▶ What needs to be done:
Change "forest floor" to "woodland ground" in the data, starting at the line that contains "as [[9, 201]]." and stopping at the end of the data. Return only those lines, with nothing else altered.

▶ Material:
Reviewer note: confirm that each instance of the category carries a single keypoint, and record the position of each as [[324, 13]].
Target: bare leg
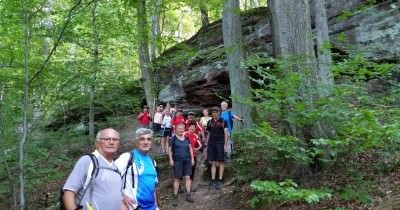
[[188, 183], [221, 170], [176, 186], [213, 169]]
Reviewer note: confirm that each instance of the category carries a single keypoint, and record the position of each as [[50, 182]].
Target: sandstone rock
[[197, 75]]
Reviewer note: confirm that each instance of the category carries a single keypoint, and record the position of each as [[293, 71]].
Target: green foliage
[[271, 191], [350, 193], [345, 15], [268, 151], [362, 120]]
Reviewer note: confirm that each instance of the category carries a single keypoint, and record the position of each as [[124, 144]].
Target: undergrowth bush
[[359, 119], [271, 191]]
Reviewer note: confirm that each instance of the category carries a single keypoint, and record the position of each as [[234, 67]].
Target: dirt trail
[[205, 199]]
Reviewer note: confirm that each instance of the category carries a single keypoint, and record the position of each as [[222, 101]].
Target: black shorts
[[166, 132], [156, 128], [182, 168], [215, 151]]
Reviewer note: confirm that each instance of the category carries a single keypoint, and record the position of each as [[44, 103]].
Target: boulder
[[195, 71]]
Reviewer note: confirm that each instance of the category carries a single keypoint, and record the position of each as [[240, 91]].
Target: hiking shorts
[[166, 132], [156, 128], [215, 151], [182, 168]]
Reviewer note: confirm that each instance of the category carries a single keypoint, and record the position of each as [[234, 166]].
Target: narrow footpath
[[205, 199]]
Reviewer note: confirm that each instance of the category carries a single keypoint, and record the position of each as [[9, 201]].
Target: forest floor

▶ Solution to this problem:
Reviewer note: confirm that each instance of the category carries a single keypoint, and record the position of each as [[9, 201]].
Target: woodland ground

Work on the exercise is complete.